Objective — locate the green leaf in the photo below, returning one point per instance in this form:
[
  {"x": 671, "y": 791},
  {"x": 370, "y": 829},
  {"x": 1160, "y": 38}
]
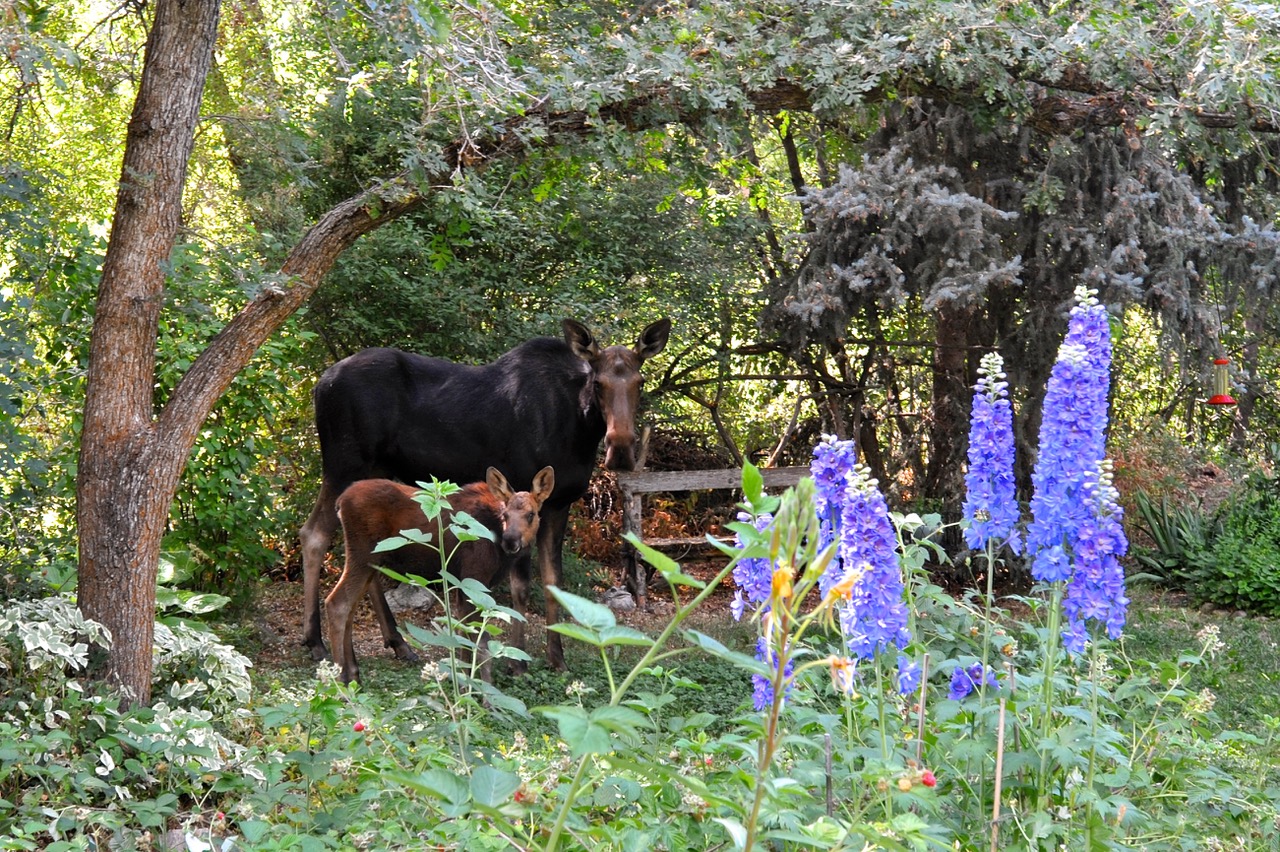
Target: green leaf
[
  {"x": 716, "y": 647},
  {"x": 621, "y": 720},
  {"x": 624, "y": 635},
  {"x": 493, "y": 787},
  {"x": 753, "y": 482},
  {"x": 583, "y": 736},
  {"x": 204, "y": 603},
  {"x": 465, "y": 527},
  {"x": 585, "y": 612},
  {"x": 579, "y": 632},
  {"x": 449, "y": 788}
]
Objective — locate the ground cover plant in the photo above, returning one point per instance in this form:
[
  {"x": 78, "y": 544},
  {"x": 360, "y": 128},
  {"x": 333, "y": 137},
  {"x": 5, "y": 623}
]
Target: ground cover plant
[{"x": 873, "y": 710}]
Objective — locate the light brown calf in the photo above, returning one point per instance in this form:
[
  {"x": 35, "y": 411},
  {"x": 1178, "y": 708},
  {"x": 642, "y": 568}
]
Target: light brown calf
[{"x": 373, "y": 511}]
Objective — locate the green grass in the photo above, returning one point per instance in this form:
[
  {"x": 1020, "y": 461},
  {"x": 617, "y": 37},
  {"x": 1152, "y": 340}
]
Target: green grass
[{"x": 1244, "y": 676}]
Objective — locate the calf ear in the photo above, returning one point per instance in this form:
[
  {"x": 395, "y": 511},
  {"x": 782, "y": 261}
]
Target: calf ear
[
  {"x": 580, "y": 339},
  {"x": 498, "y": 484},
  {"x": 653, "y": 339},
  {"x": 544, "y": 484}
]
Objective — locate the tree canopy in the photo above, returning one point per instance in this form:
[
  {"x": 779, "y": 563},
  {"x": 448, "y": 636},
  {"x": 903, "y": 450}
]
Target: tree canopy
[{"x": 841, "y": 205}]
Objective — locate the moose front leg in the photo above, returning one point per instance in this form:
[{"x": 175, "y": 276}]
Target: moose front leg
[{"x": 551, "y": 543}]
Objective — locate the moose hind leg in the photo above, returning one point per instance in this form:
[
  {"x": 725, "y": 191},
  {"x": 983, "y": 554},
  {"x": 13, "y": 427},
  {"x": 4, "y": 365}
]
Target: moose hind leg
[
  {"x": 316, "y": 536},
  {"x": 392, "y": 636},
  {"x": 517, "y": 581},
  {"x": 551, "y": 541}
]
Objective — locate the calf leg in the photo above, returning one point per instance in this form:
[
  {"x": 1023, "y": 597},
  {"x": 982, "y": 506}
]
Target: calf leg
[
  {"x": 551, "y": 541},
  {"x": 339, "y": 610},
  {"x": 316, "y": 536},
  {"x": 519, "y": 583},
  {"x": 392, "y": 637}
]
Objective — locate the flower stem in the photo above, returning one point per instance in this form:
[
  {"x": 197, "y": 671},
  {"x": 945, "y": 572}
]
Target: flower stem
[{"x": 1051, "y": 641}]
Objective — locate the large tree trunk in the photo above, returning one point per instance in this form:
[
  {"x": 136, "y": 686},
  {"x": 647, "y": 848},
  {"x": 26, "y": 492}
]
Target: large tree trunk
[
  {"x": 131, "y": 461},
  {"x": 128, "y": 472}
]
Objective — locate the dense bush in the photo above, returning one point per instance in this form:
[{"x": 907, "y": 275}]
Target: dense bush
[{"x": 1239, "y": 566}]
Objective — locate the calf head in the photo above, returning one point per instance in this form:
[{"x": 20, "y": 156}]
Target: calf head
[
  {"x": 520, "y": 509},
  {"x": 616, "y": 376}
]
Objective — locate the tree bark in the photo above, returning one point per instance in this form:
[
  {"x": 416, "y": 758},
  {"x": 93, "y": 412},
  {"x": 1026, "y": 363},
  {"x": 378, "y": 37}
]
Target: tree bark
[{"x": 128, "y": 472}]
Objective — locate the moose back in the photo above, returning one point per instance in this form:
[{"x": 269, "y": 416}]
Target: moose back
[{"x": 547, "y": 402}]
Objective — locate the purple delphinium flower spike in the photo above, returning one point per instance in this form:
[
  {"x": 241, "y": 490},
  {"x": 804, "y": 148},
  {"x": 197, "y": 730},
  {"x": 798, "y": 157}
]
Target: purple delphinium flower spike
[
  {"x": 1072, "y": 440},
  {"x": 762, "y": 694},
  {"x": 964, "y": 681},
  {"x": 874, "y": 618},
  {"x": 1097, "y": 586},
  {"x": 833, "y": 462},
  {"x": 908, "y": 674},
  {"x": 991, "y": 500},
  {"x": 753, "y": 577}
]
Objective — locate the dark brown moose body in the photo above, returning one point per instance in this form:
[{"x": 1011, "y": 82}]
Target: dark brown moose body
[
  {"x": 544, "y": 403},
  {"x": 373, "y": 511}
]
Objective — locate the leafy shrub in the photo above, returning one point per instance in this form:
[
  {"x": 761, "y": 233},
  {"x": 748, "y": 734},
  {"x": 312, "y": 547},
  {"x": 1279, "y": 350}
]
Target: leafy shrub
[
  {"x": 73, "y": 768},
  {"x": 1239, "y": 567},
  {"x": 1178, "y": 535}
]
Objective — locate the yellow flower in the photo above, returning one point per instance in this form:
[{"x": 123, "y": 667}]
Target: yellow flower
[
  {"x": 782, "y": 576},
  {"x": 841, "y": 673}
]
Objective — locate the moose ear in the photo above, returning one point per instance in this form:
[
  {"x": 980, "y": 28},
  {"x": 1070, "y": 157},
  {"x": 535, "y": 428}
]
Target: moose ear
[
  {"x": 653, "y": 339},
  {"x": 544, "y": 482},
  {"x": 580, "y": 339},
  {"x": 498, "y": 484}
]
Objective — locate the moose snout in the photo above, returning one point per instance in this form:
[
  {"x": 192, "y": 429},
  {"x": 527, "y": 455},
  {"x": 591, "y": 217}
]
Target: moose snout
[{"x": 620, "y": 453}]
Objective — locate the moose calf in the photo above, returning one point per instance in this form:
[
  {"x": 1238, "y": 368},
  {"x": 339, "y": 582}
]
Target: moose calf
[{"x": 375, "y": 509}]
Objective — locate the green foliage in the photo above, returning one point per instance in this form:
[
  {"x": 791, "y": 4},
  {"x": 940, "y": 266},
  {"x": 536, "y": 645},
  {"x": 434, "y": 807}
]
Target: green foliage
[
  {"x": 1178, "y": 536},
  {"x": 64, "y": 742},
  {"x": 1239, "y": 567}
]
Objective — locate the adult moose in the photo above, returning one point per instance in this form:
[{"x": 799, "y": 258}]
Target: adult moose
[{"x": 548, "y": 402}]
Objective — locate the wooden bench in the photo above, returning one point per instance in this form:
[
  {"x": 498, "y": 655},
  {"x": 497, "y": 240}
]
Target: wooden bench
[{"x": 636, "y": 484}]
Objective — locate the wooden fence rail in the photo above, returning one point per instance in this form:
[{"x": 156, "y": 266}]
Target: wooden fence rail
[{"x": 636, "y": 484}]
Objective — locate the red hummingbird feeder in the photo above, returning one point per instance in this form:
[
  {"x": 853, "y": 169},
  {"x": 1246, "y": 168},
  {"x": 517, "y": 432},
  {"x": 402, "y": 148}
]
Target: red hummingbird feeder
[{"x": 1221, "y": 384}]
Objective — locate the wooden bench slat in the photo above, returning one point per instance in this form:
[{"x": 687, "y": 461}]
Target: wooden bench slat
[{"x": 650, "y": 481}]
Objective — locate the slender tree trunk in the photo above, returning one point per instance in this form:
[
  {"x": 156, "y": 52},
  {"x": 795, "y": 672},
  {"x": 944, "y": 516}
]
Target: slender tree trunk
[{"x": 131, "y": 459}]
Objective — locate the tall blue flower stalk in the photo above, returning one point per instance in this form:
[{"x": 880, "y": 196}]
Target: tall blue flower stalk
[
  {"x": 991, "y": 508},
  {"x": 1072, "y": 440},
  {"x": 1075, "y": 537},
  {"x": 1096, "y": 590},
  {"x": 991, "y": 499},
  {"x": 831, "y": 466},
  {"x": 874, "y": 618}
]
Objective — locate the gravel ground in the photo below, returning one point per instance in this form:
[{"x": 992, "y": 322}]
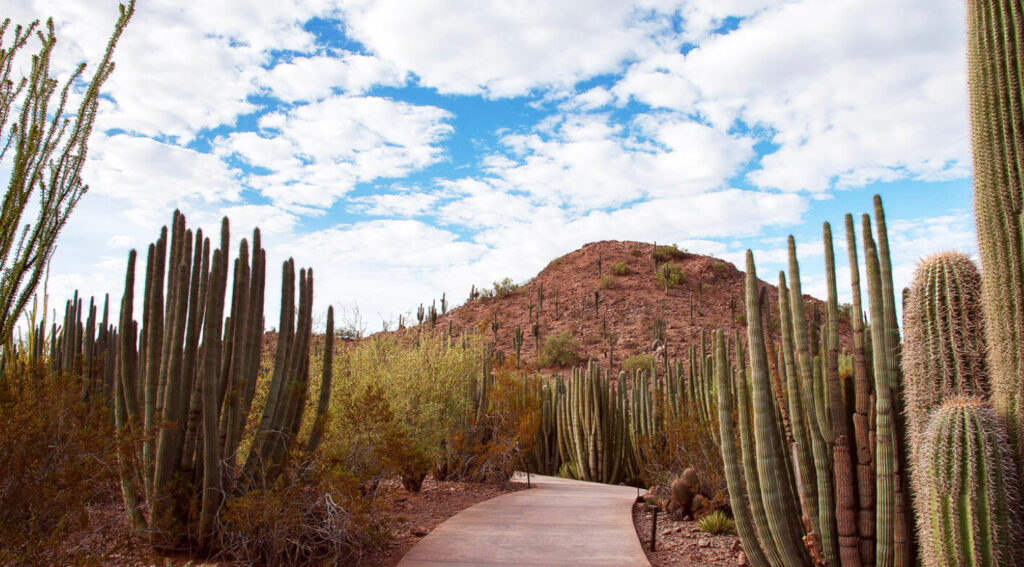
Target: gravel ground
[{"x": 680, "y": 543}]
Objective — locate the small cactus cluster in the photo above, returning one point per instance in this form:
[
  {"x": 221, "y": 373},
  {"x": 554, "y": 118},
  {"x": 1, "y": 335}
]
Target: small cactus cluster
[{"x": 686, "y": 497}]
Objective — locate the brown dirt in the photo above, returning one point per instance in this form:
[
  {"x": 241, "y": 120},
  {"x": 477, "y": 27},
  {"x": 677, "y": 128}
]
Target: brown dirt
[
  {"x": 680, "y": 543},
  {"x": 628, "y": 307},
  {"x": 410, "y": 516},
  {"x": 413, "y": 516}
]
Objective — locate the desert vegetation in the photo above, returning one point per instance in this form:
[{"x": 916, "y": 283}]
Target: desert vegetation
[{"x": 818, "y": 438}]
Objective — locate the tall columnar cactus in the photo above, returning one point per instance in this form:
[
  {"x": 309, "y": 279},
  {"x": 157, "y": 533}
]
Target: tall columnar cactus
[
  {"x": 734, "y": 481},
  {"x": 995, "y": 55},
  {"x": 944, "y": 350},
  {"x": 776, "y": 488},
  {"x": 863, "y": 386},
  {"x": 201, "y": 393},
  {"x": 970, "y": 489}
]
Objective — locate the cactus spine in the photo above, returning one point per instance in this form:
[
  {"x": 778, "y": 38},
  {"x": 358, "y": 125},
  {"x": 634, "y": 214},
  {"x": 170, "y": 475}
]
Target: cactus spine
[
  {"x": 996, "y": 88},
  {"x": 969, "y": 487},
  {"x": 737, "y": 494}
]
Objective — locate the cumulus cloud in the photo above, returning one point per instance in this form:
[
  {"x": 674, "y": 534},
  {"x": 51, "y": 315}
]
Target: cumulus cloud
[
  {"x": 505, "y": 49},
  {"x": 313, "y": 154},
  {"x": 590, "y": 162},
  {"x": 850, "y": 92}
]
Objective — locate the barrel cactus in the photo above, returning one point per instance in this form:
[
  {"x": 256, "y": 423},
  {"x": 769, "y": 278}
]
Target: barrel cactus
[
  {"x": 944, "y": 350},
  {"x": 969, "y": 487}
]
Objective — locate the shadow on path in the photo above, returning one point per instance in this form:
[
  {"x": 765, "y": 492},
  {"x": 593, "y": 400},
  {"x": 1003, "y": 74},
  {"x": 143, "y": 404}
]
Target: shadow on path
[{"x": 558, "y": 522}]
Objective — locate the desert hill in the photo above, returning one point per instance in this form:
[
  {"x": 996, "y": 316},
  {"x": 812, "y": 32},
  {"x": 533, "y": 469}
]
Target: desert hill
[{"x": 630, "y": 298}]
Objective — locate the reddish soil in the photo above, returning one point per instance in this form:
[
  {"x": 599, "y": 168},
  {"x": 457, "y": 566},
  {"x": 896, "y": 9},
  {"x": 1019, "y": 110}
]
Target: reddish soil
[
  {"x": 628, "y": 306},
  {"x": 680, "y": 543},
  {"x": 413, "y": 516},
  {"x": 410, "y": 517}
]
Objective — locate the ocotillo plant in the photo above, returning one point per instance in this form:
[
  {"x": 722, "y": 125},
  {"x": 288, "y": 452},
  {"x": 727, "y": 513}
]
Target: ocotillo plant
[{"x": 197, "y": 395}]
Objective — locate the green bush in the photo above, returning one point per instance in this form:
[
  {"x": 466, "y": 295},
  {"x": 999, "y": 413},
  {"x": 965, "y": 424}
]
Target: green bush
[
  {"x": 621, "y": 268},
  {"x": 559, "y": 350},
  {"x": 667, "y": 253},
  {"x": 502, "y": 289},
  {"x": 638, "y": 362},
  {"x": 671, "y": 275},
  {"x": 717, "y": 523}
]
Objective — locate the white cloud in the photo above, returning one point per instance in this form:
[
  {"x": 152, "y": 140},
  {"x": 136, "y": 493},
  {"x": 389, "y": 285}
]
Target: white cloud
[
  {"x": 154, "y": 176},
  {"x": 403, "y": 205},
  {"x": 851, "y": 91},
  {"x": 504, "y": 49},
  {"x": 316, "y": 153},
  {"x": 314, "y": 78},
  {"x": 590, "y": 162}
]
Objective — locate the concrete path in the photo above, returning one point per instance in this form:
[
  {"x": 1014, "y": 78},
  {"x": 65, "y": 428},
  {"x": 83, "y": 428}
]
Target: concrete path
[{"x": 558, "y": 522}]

Set exercise:
Look above for the line that holds "Objective — locate the white", then copy it and each line after it exactly, through the last line of the data.

Written solution:
Objective — locate the white cloud in the photo above, returning one point per instance in this form:
[
  {"x": 152, "y": 140},
  {"x": 136, "y": 493},
  {"x": 389, "y": 285}
]
Target: white cloud
[
  {"x": 154, "y": 176},
  {"x": 403, "y": 205},
  {"x": 851, "y": 91},
  {"x": 504, "y": 49},
  {"x": 316, "y": 153},
  {"x": 314, "y": 78},
  {"x": 590, "y": 162}
]
Objective — locate the concrete path in the photo above, returning one point per instance in this form:
[
  {"x": 1014, "y": 78},
  {"x": 65, "y": 428},
  {"x": 83, "y": 428}
]
Target: concrete path
[{"x": 558, "y": 522}]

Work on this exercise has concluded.